(Items excerpted from a collection)
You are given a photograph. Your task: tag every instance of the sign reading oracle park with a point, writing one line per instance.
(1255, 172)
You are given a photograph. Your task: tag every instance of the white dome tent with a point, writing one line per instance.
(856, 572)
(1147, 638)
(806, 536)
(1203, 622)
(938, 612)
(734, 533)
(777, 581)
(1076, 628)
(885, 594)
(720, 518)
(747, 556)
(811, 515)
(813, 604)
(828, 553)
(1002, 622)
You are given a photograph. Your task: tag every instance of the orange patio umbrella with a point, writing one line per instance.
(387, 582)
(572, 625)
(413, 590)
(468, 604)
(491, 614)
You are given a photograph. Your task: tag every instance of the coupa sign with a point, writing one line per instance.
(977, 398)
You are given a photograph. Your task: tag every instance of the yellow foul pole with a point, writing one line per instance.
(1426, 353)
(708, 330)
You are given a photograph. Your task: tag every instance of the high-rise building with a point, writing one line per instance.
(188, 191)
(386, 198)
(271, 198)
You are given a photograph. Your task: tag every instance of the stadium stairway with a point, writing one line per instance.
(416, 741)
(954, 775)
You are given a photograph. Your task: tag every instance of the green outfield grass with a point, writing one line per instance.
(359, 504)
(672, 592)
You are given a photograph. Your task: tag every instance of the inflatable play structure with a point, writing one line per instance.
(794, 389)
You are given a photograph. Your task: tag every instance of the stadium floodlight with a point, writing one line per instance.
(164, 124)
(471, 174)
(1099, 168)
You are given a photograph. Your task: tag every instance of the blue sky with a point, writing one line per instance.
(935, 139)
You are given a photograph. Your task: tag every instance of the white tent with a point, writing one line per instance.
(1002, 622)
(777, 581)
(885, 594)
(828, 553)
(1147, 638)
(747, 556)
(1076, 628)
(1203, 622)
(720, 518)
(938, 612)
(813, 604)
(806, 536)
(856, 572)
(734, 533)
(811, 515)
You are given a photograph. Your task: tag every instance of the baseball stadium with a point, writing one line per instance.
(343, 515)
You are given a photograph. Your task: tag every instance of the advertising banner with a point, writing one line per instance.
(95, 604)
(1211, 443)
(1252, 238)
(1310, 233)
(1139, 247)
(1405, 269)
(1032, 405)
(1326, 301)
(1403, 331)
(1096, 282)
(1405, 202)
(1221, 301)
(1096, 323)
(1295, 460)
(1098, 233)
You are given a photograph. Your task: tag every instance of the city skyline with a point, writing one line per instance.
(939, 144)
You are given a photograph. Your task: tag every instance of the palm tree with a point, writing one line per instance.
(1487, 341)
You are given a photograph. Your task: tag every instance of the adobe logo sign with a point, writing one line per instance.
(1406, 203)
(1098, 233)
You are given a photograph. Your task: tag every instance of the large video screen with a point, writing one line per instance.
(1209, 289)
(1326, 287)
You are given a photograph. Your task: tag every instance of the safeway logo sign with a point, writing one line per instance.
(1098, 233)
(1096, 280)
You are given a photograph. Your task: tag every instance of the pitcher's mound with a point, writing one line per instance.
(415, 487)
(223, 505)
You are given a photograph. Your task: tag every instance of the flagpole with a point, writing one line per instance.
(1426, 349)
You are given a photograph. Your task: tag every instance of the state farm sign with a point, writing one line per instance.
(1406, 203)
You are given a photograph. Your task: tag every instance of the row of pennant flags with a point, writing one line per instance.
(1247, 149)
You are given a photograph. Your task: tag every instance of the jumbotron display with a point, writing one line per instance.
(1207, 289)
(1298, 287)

> **Exercise brief**:
Could you turn the lines above, from the one containing "row of pennant" through the end of the items, both ends included, into a numbered list with any blank lines left out?

> **Written answer**:
1. You are given a photograph. Your task: tag every instance of the row of pennant flags with a point, writing one line per instance.
2. (1247, 149)
3. You are given a photograph. Your task: tag every instance of the jumbotron display with a point, writing one line per instance.
4. (1207, 289)
5. (1298, 287)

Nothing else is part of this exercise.